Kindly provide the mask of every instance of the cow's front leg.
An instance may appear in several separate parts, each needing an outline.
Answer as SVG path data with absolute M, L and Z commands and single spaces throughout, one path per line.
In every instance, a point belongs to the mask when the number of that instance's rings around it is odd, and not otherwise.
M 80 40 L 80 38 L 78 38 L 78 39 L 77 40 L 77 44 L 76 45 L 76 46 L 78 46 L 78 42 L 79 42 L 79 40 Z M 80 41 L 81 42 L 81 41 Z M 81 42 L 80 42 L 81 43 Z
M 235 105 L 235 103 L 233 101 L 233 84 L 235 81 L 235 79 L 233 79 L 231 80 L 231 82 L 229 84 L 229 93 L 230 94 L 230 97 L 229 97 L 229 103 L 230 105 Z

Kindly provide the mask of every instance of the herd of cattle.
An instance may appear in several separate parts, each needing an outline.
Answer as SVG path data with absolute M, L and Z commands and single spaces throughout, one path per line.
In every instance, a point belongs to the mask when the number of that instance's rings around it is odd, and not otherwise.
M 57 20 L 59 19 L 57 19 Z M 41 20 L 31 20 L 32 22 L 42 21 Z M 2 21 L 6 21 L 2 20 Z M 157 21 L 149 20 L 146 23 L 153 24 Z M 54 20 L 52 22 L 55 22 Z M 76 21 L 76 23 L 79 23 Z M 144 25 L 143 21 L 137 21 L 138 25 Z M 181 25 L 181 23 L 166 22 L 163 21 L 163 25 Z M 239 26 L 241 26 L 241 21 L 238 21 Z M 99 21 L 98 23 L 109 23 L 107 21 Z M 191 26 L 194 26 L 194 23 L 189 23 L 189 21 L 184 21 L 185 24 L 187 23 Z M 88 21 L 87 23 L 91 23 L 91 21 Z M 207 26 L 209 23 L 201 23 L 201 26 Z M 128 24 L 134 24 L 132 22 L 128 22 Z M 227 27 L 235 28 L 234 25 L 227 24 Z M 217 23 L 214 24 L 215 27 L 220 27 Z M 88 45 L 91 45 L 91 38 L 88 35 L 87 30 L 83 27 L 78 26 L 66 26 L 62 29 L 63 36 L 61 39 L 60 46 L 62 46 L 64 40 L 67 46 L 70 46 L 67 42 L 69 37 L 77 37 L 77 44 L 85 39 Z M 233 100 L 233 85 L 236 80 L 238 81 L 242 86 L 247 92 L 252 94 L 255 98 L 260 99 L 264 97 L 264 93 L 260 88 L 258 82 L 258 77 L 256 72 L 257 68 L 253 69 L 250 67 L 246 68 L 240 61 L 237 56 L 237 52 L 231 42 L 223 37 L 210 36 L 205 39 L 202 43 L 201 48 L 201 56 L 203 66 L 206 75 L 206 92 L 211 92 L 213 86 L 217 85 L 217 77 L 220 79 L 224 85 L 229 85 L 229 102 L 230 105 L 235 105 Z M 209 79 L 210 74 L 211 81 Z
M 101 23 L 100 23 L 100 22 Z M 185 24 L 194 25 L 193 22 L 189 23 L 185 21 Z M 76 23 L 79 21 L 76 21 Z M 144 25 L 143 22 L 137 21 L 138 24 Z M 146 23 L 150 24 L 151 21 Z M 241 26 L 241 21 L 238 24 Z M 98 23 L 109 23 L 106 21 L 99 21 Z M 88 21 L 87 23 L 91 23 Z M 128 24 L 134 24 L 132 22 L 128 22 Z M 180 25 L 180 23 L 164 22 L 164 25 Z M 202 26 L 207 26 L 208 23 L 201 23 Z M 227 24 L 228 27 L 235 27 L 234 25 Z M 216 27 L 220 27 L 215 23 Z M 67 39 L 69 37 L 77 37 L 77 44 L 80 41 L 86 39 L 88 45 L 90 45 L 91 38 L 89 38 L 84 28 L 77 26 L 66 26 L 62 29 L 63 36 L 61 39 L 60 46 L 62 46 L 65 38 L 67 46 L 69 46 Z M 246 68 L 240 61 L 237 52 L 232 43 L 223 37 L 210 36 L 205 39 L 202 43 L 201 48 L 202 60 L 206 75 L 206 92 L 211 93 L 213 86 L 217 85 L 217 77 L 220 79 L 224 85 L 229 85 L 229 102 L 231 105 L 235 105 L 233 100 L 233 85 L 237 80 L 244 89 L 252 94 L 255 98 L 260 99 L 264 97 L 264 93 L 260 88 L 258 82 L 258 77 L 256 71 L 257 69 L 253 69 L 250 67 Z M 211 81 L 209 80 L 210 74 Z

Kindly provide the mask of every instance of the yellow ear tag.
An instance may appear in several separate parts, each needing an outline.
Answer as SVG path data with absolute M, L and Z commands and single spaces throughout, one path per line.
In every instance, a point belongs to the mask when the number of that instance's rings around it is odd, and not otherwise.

* * * * *

> **THE PROBLEM**
Rewrite everything from the start of the data down to and including the line containing "M 235 105 L" as a Markdown table with the columns Row and Line, numbering each row and omitting blank lines.

> **EXERCISE RESPONSE**
| Row | Line |
|---|---|
| 1 | Kindly provide the mask of every instance of the cow's front leg. |
| 2 | An instance may appear in several separate parts, each needing an outline. |
| 3 | Answer as SVG path data with absolute M, L and Z commands and single spaces throughout, one path per line. |
| 4 | In every instance, a point belongs to the mask when the number of that instance's rings around it is odd, and not otherwise. |
| 5 | M 80 40 L 80 38 L 78 38 L 78 39 L 77 40 L 77 44 L 76 45 L 76 46 L 78 46 L 78 42 L 79 42 L 79 40 Z M 80 41 L 81 42 L 81 41 Z M 81 42 L 80 42 L 81 43 Z |
| 6 | M 235 105 L 235 103 L 233 101 L 233 84 L 235 81 L 235 79 L 233 79 L 231 80 L 231 82 L 229 84 L 229 93 L 230 94 L 230 97 L 229 97 L 229 103 L 230 105 Z |